• [RAW DATA]:
========================
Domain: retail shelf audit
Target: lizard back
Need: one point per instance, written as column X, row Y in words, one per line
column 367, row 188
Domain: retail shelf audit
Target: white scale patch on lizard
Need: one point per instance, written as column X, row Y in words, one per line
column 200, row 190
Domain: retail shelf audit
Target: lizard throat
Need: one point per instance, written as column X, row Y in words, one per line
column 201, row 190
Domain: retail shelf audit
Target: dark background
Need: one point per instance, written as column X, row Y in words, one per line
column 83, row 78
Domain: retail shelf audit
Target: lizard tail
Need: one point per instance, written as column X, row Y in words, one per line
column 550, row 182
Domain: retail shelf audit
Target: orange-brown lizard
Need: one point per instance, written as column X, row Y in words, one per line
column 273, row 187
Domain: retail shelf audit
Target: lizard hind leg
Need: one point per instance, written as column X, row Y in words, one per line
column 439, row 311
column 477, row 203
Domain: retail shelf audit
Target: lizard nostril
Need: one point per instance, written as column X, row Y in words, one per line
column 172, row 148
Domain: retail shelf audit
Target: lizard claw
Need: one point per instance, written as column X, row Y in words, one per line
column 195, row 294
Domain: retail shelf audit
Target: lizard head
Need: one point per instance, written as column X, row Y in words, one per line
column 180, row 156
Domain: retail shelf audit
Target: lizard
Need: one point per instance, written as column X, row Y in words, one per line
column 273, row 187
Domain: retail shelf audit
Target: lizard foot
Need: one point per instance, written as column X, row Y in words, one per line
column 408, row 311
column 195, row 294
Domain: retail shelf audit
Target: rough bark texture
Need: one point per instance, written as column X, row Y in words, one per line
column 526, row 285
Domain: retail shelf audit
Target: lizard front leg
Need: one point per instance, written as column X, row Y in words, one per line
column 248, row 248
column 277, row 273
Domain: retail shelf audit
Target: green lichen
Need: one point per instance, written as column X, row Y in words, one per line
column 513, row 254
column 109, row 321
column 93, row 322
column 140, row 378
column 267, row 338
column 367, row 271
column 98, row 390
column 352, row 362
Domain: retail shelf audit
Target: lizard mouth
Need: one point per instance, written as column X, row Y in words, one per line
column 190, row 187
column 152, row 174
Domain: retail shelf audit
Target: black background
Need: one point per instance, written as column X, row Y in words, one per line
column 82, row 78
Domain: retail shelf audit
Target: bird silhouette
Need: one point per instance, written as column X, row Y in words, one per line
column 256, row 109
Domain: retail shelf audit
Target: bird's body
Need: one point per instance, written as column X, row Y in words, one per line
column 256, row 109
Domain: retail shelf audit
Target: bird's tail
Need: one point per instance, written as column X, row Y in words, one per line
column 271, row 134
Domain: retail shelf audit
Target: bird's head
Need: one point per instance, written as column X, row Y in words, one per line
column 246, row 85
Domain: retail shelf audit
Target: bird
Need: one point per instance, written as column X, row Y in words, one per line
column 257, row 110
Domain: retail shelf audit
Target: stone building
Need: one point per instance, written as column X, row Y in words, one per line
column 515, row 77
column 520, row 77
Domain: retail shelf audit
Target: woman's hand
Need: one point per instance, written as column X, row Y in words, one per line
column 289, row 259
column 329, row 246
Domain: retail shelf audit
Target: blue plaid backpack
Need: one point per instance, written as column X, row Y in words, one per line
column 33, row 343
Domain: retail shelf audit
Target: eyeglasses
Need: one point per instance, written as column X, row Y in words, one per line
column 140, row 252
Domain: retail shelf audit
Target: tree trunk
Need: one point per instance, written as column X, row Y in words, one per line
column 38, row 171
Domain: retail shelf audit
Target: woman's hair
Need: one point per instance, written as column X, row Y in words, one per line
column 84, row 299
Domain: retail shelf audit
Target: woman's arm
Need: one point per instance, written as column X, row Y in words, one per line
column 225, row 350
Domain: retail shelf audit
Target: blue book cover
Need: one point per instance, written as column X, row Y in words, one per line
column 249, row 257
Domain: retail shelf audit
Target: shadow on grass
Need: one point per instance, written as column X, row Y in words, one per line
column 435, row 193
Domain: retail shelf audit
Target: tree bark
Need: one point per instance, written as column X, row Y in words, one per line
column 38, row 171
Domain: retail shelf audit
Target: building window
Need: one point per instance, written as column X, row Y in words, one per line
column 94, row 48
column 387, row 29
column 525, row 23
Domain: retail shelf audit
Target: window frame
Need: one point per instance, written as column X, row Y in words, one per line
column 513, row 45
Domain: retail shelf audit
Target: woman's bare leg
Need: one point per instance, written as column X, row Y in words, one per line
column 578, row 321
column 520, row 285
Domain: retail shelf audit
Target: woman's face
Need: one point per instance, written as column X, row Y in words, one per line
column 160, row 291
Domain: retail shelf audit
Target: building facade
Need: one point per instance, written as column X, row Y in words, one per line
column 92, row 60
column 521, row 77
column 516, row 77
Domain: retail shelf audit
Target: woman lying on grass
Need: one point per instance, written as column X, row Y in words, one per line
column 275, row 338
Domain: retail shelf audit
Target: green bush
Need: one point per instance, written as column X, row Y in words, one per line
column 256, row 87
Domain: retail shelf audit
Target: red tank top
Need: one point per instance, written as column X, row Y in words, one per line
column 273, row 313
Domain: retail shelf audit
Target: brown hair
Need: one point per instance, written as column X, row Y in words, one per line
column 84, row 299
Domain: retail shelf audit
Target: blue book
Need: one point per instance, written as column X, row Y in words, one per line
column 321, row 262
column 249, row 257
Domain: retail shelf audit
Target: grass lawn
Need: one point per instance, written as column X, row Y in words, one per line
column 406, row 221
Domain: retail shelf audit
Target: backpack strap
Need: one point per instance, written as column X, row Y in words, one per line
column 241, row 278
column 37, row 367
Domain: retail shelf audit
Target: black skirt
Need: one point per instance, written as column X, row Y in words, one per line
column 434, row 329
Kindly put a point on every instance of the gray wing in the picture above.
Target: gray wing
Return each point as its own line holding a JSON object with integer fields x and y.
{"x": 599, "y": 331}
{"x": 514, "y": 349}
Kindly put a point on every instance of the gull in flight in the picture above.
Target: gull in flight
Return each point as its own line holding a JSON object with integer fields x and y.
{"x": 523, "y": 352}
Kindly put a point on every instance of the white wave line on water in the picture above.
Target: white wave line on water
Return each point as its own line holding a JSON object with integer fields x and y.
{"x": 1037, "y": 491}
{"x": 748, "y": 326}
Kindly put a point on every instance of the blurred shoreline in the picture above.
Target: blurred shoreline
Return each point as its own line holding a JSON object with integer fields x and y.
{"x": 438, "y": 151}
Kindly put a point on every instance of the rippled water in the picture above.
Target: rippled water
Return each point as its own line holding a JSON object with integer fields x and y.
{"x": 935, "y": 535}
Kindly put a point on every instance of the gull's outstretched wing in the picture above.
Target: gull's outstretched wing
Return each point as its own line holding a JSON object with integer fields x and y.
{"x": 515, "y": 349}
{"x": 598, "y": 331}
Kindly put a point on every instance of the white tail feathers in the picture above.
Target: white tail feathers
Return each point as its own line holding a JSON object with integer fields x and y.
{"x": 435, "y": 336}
========================
In the entries above, find the line containing "Kindly put a point on every instance of the gray". Set down that line and every line after it through the last one, exactly and alone.

Kindly put a point on every instance of the gray wing in the picture above.
Target: gray wing
Return each point as its own line holding a JSON object with integer fields x and y.
{"x": 599, "y": 331}
{"x": 514, "y": 349}
Kindly put a point on every instance of the gull in flight in the picture above.
Target: gull in flight
Return each point as its own line holding a JSON object with integer fields x and y.
{"x": 523, "y": 352}
Kindly put a point on every instance of the white wave line on water in the picture above.
Target: white wave line on water
Return each point as its own line holding a JSON object with integer fields x and y.
{"x": 1037, "y": 491}
{"x": 748, "y": 326}
Kindly put a point on every instance of the blurred shoreline in the picture above.
Target: blurred shoreline
Return each point as its own line holding a JSON object with integer fields x and y.
{"x": 438, "y": 151}
Kindly put a point on every instance of the rippled water in the picture above.
Target: rippled water
Return each point as its own line holding a JSON object with integer fields x and y.
{"x": 935, "y": 535}
Kindly put a point on every instance of the gull's outstretched wing in the picture above.
Target: gull's outstretched wing
Return each point as its own line holding a JSON object with integer fields x and y.
{"x": 515, "y": 349}
{"x": 598, "y": 331}
Kindly put a point on every instance of the white tail feathers in the picture above.
Target: white tail feathers
Return each point as its own line holding a JSON object with integer fields x and y.
{"x": 435, "y": 336}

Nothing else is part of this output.